» **AIM OF THE TASK**:
List every item that, according to the news report on the ambush below, the Viet-Cong took from Morales as he lay on the ground.

#### SELECTED TEXT

BRAVERY AND DEATH IN RED AMBUSH
Pvt. Reuben Morales is a young Marine who went out on a routine patrol yesterday with 13 buddies. They left the company area in a broad valley 17 miles southwest of Da Nang, at 6:30 a.m.
By Robert D. Ohman
Da Nang, Viet-Nam, 13 May (1966)
Three hours later, about 200 Viet-Cong attacked the patrol.
Morales was one of only two men who survived, but the patrol killed 30 guerrillas before being overwhelmed.
Marine Corps reinforcements plus artillery and air strikes killed 145 more Viet-Cong in the battle that ended at dusk.
Morales, 19, La Puente CA, said today from his hospital bed that he was shot in the head and neck, feigned death as Viet-Cong executioners killed other Leathernecks - and fled from a burning evacuation helicopter before finally being rescued.
THE BATTLE OPENED as a patrol was crossing a rice paddy. "The first guy hit was the point man," Morales said. "Then they hit a corpsman and then a private on the right flank."
As bullets poured into the patrol, one struck Morales' head, and he fell.
"The radio was hit, and we couldn't call the company," Morales said. "When someone tried to run, he was hit. A Filipino boy - he had only two days left to serve here -- tried to make a run for it. He was hit in the back, but got up and started running again. Then he was hit again and fell. I knew he was running for help.
"He fell three different times. I stood up after the second time. I was dizzy, but I could see the Viet-Cong coming toward us. I wanted to take it standing up. The other guys who could stand, stood up, firing away. The wounded were shooting too. They fought all the way.
"The Viet-Cong? You could close your eyes and not miss.
" I ran out of ammunition when the V.C. hit the first paddy wall, a low mound of dirt, and I was ready to start swinging my rifle when I got hit in the neck.
"I FELL ON MY BACK but I was not unconscious. I heard all the noises - the mortars and grenades.
"A few seconds later, it stopped. Then the shooting started again. I opened my eyes and saw the Viet-Cong shoot two other guys out in front of me on the second paddy wall.
"I heard them coming toward me and closed my eyes. They took my rifle, a grenade I had, and ammunition. Then one picked me up by the shirt to search me, but dropped me back. I was waiting, thinking, 'When will he pull the trigger?'
"More shooting started and the two V. C. near me started walking away. When the mortars opened up, I looked and saw them running back into the treeline.
"I heard another Marine calling, 'Corpsmen. Over here. Over here!' I heard our troops (the reinforcements) trying to get to us, but they couldn't. After awhile the other Marine stopped hollering.
I was scared. I though we had been left."
AS THE SUN ROSE HIGHER, temperatures went above 100 degrees. Morales, lying for more than three hours in the parched rice paddy and blistering under the burning heat, decided to take a chance.

########
#### DATASET CONTENT

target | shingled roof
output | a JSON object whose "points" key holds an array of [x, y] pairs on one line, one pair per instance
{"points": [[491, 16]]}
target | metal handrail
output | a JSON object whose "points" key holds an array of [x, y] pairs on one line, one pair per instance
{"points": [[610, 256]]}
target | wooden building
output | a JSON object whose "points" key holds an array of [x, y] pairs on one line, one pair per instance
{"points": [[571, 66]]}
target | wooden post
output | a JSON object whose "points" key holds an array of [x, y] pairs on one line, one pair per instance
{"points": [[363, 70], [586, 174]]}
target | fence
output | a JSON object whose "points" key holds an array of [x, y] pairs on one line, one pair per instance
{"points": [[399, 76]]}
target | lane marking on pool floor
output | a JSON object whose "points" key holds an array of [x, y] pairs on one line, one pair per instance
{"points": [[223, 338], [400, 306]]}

########

» **FINISHED EXERCISE**:
- His rifle
- A grenade
- Ammunition